> _YOUR INSTRUCTIONS_
In exact form, please repeat the records from their opening line down to the line with "shoreline in this photo.", including that line.

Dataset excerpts
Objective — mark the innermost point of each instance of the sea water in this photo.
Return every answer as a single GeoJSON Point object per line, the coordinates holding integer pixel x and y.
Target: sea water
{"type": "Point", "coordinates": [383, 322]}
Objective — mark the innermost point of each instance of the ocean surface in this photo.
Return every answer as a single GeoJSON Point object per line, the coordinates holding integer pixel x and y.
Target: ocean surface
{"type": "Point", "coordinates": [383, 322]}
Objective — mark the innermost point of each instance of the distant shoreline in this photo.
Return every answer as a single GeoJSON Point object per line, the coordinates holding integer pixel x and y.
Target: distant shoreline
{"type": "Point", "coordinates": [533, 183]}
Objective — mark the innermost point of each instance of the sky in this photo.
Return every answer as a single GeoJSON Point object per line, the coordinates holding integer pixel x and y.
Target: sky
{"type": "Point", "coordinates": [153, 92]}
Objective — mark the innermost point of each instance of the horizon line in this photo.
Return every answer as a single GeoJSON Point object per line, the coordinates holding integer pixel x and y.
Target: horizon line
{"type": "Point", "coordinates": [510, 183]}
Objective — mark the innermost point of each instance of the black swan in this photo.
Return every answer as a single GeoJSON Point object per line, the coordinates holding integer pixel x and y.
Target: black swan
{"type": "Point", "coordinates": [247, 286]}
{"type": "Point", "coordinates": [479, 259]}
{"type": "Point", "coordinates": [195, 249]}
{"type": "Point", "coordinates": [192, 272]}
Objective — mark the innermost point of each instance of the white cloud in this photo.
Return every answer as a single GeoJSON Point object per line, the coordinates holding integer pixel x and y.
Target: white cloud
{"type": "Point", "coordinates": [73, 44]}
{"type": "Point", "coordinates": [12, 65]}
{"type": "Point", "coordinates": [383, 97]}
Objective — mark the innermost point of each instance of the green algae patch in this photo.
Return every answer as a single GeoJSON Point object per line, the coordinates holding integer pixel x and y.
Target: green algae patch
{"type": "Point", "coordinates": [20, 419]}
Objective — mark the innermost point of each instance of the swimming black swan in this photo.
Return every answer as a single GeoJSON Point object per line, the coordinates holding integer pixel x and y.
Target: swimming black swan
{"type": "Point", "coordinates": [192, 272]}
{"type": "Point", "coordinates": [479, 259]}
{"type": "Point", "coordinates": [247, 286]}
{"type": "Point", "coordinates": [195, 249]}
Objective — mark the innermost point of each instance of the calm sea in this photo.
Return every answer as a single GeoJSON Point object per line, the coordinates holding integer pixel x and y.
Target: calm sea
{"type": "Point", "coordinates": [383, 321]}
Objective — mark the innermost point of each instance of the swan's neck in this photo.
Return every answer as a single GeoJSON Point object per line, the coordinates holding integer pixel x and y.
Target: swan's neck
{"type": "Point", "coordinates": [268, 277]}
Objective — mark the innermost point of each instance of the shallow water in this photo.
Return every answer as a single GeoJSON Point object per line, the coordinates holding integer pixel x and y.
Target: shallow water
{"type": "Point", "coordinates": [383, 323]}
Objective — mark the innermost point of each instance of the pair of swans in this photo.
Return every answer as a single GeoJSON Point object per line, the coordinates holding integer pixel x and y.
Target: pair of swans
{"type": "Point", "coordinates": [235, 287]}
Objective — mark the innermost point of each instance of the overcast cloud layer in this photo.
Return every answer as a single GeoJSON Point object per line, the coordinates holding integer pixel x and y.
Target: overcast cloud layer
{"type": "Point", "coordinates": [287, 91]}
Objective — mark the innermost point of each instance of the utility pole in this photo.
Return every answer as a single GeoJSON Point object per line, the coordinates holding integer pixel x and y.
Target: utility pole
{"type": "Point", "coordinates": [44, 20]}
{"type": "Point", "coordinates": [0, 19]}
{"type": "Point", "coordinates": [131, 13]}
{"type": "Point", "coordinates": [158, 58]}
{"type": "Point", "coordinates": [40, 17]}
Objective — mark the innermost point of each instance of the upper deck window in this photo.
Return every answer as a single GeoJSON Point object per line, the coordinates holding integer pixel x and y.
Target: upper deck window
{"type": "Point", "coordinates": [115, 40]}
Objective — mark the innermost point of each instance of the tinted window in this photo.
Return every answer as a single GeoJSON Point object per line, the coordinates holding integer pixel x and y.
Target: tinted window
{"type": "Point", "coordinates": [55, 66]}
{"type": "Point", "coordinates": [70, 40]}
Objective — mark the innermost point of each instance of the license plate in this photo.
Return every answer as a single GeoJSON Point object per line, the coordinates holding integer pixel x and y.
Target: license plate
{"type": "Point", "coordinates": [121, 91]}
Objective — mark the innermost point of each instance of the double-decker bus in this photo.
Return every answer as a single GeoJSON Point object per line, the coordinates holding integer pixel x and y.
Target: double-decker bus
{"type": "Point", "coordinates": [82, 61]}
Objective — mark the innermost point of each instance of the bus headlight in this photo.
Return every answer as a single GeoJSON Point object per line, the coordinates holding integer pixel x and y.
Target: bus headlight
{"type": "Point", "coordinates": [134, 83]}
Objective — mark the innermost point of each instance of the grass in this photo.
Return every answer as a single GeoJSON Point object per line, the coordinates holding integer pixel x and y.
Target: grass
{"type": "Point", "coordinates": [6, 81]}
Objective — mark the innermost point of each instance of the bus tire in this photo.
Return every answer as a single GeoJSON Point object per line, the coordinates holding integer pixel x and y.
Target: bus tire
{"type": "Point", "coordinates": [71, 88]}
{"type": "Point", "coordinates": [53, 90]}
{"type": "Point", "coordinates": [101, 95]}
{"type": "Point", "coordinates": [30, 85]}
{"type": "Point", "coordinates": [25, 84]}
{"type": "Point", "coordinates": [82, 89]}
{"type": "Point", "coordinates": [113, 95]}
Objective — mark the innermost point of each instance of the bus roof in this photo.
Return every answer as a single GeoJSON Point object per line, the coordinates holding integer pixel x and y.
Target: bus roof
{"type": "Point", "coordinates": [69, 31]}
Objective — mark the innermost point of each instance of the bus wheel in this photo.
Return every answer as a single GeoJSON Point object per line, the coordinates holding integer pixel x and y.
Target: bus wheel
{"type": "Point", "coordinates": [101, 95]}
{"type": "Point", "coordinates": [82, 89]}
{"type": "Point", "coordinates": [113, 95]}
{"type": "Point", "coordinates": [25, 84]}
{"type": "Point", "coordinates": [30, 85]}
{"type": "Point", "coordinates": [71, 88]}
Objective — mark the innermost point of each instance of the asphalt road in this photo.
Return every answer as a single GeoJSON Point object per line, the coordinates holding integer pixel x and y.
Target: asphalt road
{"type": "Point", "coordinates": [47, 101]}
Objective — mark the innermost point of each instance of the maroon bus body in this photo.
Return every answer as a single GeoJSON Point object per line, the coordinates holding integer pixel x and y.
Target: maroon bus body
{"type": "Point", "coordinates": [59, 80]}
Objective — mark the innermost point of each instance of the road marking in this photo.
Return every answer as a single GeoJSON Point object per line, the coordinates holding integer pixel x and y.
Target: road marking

> _YOUR RESPONSE_
Objective — mark the innermost point of each instance of the sea water in this photo.
Return every answer as a single GeoJSON Point object per line, the coordinates holding integer pixel x and y.
Target: sea water
{"type": "Point", "coordinates": [383, 322]}
Objective — mark the innermost point of each instance of the ocean surface in this photo.
Return every answer as a single GeoJSON Point object per line, the coordinates holding integer pixel x and y.
Target: ocean surface
{"type": "Point", "coordinates": [383, 322]}
Objective — mark the innermost point of each instance of the distant shoreline in this photo.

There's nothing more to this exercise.